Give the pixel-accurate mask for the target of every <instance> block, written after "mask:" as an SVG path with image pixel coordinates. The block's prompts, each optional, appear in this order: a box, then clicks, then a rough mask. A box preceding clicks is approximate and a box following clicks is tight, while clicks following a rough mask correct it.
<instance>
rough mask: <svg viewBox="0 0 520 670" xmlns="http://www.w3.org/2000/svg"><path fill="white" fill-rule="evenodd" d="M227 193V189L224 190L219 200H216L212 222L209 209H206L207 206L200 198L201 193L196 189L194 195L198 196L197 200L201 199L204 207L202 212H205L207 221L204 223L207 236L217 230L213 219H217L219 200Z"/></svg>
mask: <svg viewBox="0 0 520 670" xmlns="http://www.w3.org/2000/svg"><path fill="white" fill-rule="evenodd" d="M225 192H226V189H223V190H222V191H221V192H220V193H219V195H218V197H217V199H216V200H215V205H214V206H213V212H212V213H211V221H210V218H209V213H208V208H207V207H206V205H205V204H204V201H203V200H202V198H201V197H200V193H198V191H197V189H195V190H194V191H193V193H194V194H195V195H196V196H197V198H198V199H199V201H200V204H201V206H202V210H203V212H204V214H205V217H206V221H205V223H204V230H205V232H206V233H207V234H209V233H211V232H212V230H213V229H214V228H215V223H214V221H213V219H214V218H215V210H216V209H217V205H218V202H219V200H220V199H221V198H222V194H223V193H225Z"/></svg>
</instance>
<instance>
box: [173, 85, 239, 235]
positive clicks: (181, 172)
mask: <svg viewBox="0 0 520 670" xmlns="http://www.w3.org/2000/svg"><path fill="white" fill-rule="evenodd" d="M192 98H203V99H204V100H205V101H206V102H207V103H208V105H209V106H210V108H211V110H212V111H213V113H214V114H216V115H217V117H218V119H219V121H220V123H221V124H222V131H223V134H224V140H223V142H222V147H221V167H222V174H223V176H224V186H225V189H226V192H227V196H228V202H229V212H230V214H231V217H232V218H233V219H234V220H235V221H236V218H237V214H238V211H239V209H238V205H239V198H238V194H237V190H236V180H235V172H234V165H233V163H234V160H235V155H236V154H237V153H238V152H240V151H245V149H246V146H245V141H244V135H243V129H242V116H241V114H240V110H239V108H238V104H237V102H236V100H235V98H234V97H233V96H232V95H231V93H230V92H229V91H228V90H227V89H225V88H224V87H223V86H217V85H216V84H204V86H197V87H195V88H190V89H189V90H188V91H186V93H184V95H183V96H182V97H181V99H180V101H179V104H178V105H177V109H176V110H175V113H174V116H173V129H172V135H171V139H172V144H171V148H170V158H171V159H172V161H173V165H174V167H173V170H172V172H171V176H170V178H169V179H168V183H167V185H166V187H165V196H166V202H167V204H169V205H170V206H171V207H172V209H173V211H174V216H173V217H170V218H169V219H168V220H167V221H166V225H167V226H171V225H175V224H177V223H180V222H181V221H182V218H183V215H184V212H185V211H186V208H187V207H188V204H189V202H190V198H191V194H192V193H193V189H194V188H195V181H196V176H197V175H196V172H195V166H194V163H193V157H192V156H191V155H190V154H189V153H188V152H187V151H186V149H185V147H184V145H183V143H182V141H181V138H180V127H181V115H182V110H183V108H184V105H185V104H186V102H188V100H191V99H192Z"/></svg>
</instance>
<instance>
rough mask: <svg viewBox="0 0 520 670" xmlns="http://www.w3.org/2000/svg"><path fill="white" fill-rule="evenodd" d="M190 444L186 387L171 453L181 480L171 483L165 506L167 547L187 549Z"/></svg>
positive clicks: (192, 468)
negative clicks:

::::::

### WHAT IS REQUIRED
Count the lines in the material above that contain the string "positive" with its case matched exactly, and reply with only that number.

### SOLUTION TO THE EXERCISE
2